Zur Frage der amtswegigen Berücksichtigung einer steuerlichen Entlastung des Geldunterhaltspflichtigen auf Grund der dem anderen Elternteil zukommenden Transferleistungen besteht eine mittlerweile stRsp (zuletzt 1 Ob 71/05f = Zak 2005/45; RIS-Justiz RS0117764), von der das Berufungsgericht nicht abwich. Überdies ist es gerade im Oppositionsprozess der Kläger, der jene Tatsachen behaupten und beweisen muss, aus denen sich das (allenfalls teilweise) Erlöschen (oder die Hemmung) des Anspruchs ergibt (3 Ob 99/85; 3 Ob 7/97v; 8 ObA 169/00m = Arb 12.043; 3 Ob 31/03k = JBl 2004, 515 = MietSlg 55/24; Dullinger in Burgstaller/Deixler-Hübner, EO, § 35 Rz 81 mwN). Auch für die Verminderung des Unterhaltsanspruchs wegen der mit der Familienbeihilfe bezweckten Entlastung des geldleistungspflichtigen Elternteils kann nichts anderes gelten. Dass demnach im Verfahren nach § 35 EO die Berücksichtigung des Bezugs von Familienbeihilfe durch den betreuenden Elternteil von Amts wegen nicht in Betracht kommt, ist aus diesen Grundsätzen ohne weiteres ableitbar. Zur Frage der Betreuung von erwachsenen, aber nicht selbsterhaltungsfähigen Kindern, die eine Ausbildung außerhalb des Wohnorts des des obsorgeberechtigten Elternteils machen, liegt eine Rsp des Obersten Gerichtshofs vor (8 Ob 618/90 = RZ 1992/5 = EFSlg 27/8; 7 Ob 531/95 = ÖA 1996, 61; RIS-Justiz RS0048380 T3). Dass das Gericht zweiter Instanz davon abgewichen wäre, vermag der Vater nicht darzulegen. Die vom Vater angeführte Entscheidung 10 Ob 517, 520/95 = ÖA 1996, 120 U 53 betrifft keinen sich auswärts ausbildenden Unterhaltsberechtigten.

Einer weiteren Begründung bedarf diese Entscheidung nicht (§ 510 Abs 3 ZPO).

Die Kostenentscheidung gründet sich auf die §§ 50, 41 ZPO; die Beklagte machte die fehlende Zulässigkeit der Revision geltend.

☆ ☆ ☆ ☆ ☆ ☆ ☆

**Deine Aufgabe:**
Gib aus dem Text zum Unterhaltsstreit alles von „Einer weiteren Begründung“ bis hinunter zu „der Revision geltend.“ wortgetreu wieder.

Ausgelesene Einträge
☆ ☆ ☆ ☆ ☆ ☆ ☆

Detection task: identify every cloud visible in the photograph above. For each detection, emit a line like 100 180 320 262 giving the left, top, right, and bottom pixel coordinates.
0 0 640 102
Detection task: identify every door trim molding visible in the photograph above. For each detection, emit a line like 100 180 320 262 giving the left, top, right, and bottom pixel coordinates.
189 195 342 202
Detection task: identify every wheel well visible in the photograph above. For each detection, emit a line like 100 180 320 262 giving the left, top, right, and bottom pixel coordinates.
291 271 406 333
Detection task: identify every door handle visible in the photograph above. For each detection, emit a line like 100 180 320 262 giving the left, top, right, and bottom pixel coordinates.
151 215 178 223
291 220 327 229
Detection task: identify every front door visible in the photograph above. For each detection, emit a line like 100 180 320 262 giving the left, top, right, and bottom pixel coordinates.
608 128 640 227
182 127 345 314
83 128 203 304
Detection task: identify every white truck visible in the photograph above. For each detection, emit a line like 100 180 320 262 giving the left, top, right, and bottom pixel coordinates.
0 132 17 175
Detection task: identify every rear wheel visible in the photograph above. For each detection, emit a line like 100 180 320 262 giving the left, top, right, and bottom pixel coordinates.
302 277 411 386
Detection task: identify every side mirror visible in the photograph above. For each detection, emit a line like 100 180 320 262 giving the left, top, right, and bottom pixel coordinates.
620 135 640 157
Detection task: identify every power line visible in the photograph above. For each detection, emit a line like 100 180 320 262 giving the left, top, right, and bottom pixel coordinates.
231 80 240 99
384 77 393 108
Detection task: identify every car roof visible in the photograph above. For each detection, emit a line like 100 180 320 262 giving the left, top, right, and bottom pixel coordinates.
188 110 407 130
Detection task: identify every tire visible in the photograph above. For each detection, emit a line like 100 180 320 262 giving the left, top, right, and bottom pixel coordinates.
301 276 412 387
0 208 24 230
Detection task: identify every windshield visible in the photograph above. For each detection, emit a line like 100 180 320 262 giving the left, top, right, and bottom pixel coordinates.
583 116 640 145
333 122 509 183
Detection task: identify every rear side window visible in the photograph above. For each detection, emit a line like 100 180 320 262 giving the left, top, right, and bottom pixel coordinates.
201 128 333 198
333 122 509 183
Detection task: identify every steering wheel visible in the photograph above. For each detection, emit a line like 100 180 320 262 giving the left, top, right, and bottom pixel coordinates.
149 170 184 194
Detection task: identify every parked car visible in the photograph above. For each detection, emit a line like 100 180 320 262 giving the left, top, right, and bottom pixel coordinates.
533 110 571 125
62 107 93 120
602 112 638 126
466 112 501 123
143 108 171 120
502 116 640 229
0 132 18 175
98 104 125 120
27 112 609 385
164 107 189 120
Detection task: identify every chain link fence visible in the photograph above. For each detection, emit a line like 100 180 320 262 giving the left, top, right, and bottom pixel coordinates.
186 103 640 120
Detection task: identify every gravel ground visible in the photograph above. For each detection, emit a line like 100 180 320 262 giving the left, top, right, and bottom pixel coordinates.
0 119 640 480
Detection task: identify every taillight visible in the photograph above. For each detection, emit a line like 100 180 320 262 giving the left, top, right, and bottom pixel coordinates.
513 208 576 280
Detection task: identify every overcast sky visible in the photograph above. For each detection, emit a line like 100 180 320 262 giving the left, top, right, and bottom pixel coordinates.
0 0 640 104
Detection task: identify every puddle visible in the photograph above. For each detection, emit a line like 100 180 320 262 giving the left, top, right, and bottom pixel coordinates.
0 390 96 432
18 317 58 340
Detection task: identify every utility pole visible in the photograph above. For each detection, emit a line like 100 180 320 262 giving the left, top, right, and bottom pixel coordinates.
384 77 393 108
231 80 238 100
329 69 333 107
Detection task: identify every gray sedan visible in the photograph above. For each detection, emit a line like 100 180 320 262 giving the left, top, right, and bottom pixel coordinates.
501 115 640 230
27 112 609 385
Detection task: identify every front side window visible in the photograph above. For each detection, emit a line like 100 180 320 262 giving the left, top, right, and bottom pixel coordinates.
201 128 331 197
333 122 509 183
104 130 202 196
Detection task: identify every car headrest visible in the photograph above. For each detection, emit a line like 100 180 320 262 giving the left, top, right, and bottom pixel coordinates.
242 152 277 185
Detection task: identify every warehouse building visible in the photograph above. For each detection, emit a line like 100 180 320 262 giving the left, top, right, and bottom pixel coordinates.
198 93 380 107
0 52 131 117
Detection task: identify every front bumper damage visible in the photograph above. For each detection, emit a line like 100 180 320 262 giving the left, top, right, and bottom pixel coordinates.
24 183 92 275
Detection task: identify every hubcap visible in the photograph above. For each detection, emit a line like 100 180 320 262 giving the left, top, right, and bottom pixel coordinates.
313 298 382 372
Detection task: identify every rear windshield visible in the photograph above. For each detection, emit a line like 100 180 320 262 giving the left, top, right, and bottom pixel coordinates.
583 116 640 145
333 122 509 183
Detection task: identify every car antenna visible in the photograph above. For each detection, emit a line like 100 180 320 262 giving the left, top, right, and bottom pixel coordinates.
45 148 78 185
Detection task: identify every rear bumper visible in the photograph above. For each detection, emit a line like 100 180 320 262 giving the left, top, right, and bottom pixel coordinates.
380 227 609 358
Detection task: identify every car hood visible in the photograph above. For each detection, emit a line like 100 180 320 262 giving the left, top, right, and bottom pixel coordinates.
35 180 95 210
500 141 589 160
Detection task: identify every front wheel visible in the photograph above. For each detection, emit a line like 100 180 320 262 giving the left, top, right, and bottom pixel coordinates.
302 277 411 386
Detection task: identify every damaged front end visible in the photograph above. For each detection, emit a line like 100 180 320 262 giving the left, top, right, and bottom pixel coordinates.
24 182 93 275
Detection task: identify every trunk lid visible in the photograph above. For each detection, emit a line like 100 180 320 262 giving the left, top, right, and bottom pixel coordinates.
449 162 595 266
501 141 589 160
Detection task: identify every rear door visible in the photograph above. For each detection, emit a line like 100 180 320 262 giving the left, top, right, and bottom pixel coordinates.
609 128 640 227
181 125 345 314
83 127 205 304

☆ ☆ ☆ ☆ ☆ ☆ ☆

**Ausgabe folgt:**
Einer weiteren Begründung bedarf diese Entscheidung nicht (§ 510 Abs 3 ZPO).

Die Kostenentscheidung gründet sich auf die §§ 50, 41 ZPO; die Beklagte machte die fehlende Zulässigkeit der Revision geltend.